### PAGE TEXT
Sir Puka has conceded before that the health system has been struggling, but insists that tweaks to the procurement system and rejigs of the bureaucracy in Port Moresby will address the problems.
In parliament last week, Sir Puka was asked if there was a crisis in the health system by an MP who was unable to be treated when he came down with malaria recently.
Armed with a spreadsheet, he stood and replied: "I'm defending the fact that the health system is not in crisis. The government has provided sufficient funding. In terms of the volume of items, we are okay."
The health minister said the government had ensured a surplus of medicine, instead turning the blame for the constant shortages onto hospitals themselves, who he said were not ordering on time or following processes correctly.
"When I say that such important items are in stock it means that somewhere in the system, the health facilities are not ordering on time," Sir Puka said.
Dr Mackerell said that was not true.

### DATASET EXTRACT
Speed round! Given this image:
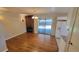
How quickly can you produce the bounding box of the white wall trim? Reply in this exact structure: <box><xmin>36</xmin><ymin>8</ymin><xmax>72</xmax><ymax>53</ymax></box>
<box><xmin>2</xmin><ymin>48</ymin><xmax>8</xmax><ymax>52</ymax></box>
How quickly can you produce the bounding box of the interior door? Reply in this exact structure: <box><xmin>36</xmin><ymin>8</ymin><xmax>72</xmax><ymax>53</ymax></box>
<box><xmin>69</xmin><ymin>9</ymin><xmax>79</xmax><ymax>52</ymax></box>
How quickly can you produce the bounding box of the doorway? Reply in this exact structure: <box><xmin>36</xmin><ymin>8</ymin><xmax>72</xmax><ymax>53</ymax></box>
<box><xmin>38</xmin><ymin>18</ymin><xmax>53</xmax><ymax>35</ymax></box>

### PROBLEMS TO SOLVE
• 1. Using the health-system text, decide whether each statement agrees with it. Answer yes or no for each, quoting the deciding words. (a) Sir Puka told parliament that the health system is in crisis. (b) The MP who asked the question had been unable to be treated when he had malaria. (c) Sir Puka placed the blame for the shortages on hospitals.
• 2. Write the next part of the health-system text, starting after its final sentence.

### YOUR WRITTEN ANSWERS
• 1.
(a) No: "I'm defending the fact that the health system is not in crisis."
(b) Yes: "an MP who was unable to be treated when he came down with malaria recently"
(c) Yes: "instead turning the blame for the constant shortages onto hospitals themselves"

• 2.
Hospitals like Madang were ordering on time, he said, but their requests almost never arrived on time and they rarely received an adequate supply.
Sometimes they'd receive something else entirely.
"We order every month," he said.
"The hospital is really anxious to get the drugs. The management does do the ordering, I know this because I'm on the board at the hospital."
Ensuring a steady supply of medicines and other equipment has always been challenging in rugged, vast and remote Papua New Guinea, but doctors and researchers point to a steady deterioration in procurement since 2013, when the Australian government withdrew from an arrangement to help.
That withdrawal came after the PNG government awarded the $US23 million contract to supply the country's medicines to the Port Moresby-based company, Borneo Pacific, despite its bid being millions of dollars higher than those of other international organisations.
At the time, the then-Australian foreign minister, Julie Bishop, said Borneo Pacific had no accreditation and a "history of supplying substandard drugs," while the Medical Society of PNG said the deal would "lead to the deaths of many Papua New Guineans."
Despite calls for the contract to be dropped since then, there has been no change, and Borneo Pacific has since been awarded more contracts.
But Sir Puka did say procurement systems had been adjusted, although little detail was given.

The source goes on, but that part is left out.